» **THE PROBLEM**: Your output should match the listing below word for word, without any images.

» **RECORDS SUPPLIED**:
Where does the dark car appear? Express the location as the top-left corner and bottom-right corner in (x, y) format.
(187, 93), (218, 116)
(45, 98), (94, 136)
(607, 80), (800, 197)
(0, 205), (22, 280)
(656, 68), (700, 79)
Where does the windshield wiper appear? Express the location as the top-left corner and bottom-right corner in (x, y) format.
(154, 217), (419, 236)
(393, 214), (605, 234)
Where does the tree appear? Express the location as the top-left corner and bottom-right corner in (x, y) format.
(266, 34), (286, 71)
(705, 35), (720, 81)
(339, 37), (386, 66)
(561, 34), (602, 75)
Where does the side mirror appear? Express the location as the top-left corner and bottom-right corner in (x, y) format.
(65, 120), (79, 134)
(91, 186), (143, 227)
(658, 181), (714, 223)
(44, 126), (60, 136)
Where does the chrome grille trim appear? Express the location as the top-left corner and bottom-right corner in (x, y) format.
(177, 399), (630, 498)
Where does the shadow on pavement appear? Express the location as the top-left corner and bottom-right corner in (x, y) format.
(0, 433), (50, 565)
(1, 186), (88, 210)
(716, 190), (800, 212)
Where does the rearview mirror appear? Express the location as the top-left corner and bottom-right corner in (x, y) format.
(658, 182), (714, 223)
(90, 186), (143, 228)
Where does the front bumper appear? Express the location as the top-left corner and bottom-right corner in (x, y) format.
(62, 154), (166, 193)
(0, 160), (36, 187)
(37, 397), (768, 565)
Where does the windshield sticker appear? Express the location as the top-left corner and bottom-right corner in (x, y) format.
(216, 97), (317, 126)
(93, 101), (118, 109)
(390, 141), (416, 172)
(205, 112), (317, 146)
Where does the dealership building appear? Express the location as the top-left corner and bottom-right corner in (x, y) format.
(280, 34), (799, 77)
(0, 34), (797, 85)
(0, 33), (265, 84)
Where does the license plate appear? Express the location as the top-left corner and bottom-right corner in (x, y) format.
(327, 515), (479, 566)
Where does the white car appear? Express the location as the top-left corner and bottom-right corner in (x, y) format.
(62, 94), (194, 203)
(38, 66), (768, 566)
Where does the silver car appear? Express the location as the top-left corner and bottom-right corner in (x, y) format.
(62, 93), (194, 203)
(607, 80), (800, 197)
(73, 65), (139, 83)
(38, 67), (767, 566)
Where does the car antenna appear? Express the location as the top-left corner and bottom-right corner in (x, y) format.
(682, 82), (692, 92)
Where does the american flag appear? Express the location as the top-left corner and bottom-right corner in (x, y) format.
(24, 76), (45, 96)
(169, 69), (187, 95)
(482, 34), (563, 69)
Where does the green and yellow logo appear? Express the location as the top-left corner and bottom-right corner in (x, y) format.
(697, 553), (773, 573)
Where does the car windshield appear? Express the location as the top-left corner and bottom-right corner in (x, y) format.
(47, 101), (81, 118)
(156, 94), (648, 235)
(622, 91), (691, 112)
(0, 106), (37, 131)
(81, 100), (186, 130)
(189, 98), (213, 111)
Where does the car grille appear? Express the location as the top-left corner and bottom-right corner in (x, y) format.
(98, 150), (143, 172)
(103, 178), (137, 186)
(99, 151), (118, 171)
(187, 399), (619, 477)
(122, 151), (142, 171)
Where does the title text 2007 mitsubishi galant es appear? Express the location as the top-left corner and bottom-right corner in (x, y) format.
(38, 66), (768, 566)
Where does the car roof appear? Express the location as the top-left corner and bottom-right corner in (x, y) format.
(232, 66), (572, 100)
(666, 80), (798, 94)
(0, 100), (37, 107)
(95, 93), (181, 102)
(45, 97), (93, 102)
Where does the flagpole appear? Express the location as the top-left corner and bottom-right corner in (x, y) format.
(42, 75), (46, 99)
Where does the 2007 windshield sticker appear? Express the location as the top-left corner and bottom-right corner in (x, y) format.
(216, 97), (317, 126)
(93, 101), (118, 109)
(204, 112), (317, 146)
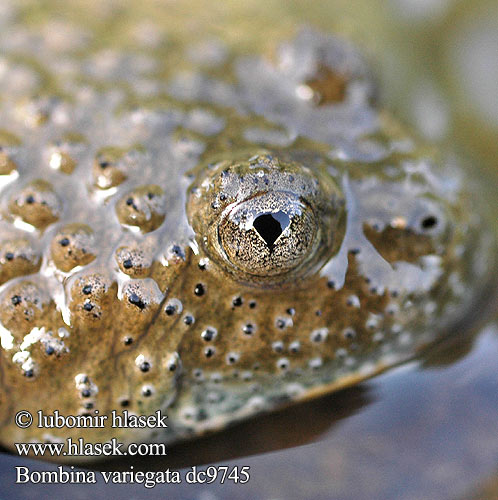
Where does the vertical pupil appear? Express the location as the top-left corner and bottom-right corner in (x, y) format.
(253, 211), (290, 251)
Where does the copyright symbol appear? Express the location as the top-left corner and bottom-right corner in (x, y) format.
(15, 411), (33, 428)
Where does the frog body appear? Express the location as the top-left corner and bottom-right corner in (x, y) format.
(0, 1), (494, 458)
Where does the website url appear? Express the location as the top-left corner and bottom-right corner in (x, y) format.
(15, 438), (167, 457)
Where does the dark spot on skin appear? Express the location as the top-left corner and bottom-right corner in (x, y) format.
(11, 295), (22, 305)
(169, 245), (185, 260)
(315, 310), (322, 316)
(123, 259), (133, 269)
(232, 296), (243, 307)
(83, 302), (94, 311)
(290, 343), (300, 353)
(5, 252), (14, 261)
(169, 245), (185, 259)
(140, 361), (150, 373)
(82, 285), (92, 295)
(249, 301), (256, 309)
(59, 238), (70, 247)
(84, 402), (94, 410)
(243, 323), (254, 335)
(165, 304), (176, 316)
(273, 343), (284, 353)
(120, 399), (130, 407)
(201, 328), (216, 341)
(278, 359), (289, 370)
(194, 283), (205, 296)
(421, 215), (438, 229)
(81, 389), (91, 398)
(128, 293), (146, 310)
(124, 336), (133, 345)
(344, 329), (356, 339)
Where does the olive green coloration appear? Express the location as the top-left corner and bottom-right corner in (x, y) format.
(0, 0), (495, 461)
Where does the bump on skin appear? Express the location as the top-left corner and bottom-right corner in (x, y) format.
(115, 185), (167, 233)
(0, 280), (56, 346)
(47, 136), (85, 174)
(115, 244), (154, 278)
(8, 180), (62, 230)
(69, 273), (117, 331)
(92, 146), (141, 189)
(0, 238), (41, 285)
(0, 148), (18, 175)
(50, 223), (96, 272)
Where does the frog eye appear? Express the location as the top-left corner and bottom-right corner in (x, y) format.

» **SOLUTION TO THIS PROBLEM**:
Where does the dark car appear? Express the location as the top-left corner and bottom-right corner in (x, y) format.
(187, 93), (218, 116)
(45, 98), (94, 136)
(607, 80), (800, 197)
(0, 205), (22, 280)
(656, 68), (700, 79)
Where does the windshield wiper appear? Express the location as the top-left corner and bottom-right corner in (x, y) format.
(154, 217), (419, 236)
(393, 214), (605, 234)
Where does the tree appear? Express the location as the top-left corner and bottom-right corner in (x, y) format.
(266, 34), (286, 71)
(705, 35), (720, 81)
(339, 37), (386, 66)
(561, 34), (602, 75)
Where does the side mirror appear? Express the location as the top-left corner and bottom-right corner in (x, y) format.
(65, 120), (79, 134)
(91, 186), (143, 227)
(658, 181), (714, 223)
(44, 126), (60, 136)
Where does the chrome grille trim appear? Express the location as the top-left corner and bottom-right corner in (x, y) format.
(177, 399), (630, 498)
Where does the shadow on pavement appear? Express the location as the top-left corner and bottom-right corner in (x, y) format.
(0, 433), (50, 565)
(1, 186), (88, 210)
(716, 190), (800, 212)
Where does the rearview mirror appear? Express the location as the top-left corner and bottom-right corner in (x, y) format.
(658, 182), (714, 223)
(90, 186), (143, 228)
Where does the front bumper appear? Express the location as the top-left corner and bottom-right corner in (x, y) format.
(62, 154), (166, 193)
(0, 160), (36, 187)
(37, 397), (768, 565)
Where does the windshield sticker appear? Express the location as the top-left corner and bottom-right corner in (x, y) format.
(216, 97), (317, 126)
(93, 101), (118, 109)
(390, 141), (416, 172)
(205, 112), (317, 146)
Where does the dealership building appear? Express the location as the top-left corner and bottom-right corner in (x, y) format.
(280, 34), (799, 77)
(0, 34), (797, 85)
(0, 33), (265, 84)
Where does the license plate appear? Express the location as the top-left corner and bottom-right corner in (x, y) format.
(327, 515), (479, 566)
Where does the white car appear? Express the location as the top-left corner and bottom-right corner in (x, y) format.
(62, 94), (194, 203)
(38, 66), (768, 566)
Where does the silver car appear? Express the location as the top-left corner and bottom-right corner in (x, y) format.
(62, 93), (194, 203)
(607, 80), (800, 197)
(73, 65), (139, 83)
(38, 67), (767, 566)
Where does the car antenna appear? Express the location as the top-left corner and bottom-right corner in (x, y) format.
(682, 82), (692, 92)
Where does the american flag appear? Express the location as the top-left corner and bottom-right corner in (x, y) format.
(24, 76), (45, 96)
(169, 69), (187, 95)
(482, 34), (563, 69)
Where does the green and yellow logo appear? Express the location as the top-left corner and bottom-right corner in (x, y) format.
(697, 553), (773, 573)
Where does the car windshield appear? Express the location as the top-left corner and bottom-right corner in (x, y) format.
(47, 101), (81, 118)
(156, 94), (648, 235)
(622, 91), (691, 112)
(0, 106), (37, 131)
(81, 100), (186, 130)
(189, 98), (213, 111)
Where does the car grille appear? Express the location as the top-left corner and bottom-right corner in (x, y) format.
(98, 150), (143, 172)
(103, 178), (137, 186)
(99, 151), (118, 171)
(187, 399), (619, 477)
(122, 151), (142, 171)
Where does the title text 2007 mitsubishi galant es appear? Express the location as the top-left corner and bottom-right corner in (x, y) format.
(38, 66), (768, 566)
Where does the car roof appear? Express the location as the top-left corner and bottom-right corner in (x, y) format.
(232, 66), (572, 100)
(666, 80), (798, 94)
(0, 100), (37, 107)
(95, 93), (181, 102)
(45, 97), (93, 102)
Where does the flagpole appear? Express the location as the top-left corner and bottom-right corner in (x, y) format.
(42, 75), (46, 99)
Where does the 2007 windshield sticker appear? Express the location as the top-left corner and bottom-right corner in (x, y) format.
(216, 97), (317, 126)
(93, 101), (118, 109)
(204, 112), (317, 146)
Where does the vertical pupil appear? Express the location as the top-left corner and bottom-right corner in (x, y) format.
(253, 211), (290, 251)
Where does the copyright symbol appear? Express the location as the top-left corner and bottom-right corner in (x, y) format.
(15, 411), (33, 428)
Where does the frog body appear? Express the location as the top-left corner and bottom-right corner in (x, y) format.
(0, 1), (494, 458)
Where does the website url appear? Express the location as the top-left corner and bottom-right corner in (x, y) format.
(15, 438), (167, 457)
Where does the dark spot on skin appear? Express the location as the top-left corner and bottom-right corner in (x, y) format.
(11, 295), (22, 305)
(169, 245), (185, 260)
(315, 310), (322, 316)
(123, 259), (133, 269)
(232, 296), (243, 307)
(83, 302), (94, 311)
(290, 343), (300, 353)
(5, 252), (14, 261)
(169, 245), (185, 259)
(140, 361), (150, 373)
(82, 285), (92, 295)
(249, 301), (256, 309)
(59, 238), (70, 247)
(84, 402), (94, 410)
(243, 323), (254, 335)
(165, 304), (176, 316)
(273, 343), (284, 353)
(120, 399), (130, 407)
(201, 328), (216, 341)
(278, 359), (289, 370)
(194, 283), (205, 296)
(421, 215), (438, 229)
(81, 389), (91, 398)
(128, 293), (146, 310)
(124, 336), (133, 345)
(344, 329), (356, 339)
Where does the olive green coloration appear? Express the location as the top-left corner and bottom-right corner in (x, y) format.
(0, 0), (495, 461)
Where does the bump on skin appear? Express the location as the top-left corner and bottom-right corner in (x, y) format.
(115, 185), (167, 233)
(0, 280), (56, 346)
(47, 136), (85, 174)
(115, 244), (154, 278)
(8, 180), (62, 230)
(69, 273), (117, 331)
(92, 146), (141, 189)
(0, 238), (41, 285)
(0, 148), (18, 175)
(50, 223), (96, 272)
Where does the frog eye appear? Express the location as the top-left corner and bottom-right corner in (x, y) format.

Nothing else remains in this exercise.